Work to do ▸
Could you give the entries from the start through the line containing "pixel 304 235" as a Markdown table with the columns Row and Line, skipping blank lines and leaving out the pictures?

Location labeling entries
▼

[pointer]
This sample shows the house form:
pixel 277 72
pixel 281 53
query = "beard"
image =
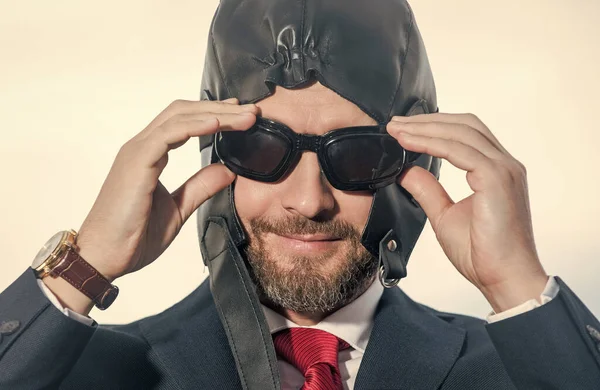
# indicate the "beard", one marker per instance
pixel 319 283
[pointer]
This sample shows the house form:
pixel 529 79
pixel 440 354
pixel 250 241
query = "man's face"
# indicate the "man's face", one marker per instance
pixel 304 235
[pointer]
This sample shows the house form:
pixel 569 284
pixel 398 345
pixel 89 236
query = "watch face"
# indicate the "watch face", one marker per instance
pixel 47 249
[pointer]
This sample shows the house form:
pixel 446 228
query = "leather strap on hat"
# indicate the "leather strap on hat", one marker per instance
pixel 75 270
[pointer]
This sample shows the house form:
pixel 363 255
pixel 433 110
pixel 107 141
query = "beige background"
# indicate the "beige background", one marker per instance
pixel 79 79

▲

Solution to the problem ▸
| Row | Line |
|---|---|
| 1 | [pointer] |
| 2 | This sample shows the house form: |
| 3 | pixel 277 72 |
| 4 | pixel 281 53 |
| 5 | query = "beard" |
| 6 | image = |
| 7 | # indicate the "beard", one marker per instance |
| 8 | pixel 319 283 |
| 9 | [pointer] |
| 10 | This sample shows the house form: |
| 11 | pixel 529 79 |
| 12 | pixel 440 354 |
| 13 | pixel 250 241 |
| 14 | query = "man's face" |
| 15 | # indicate the "man's face", one marker per instance |
| 16 | pixel 304 235 |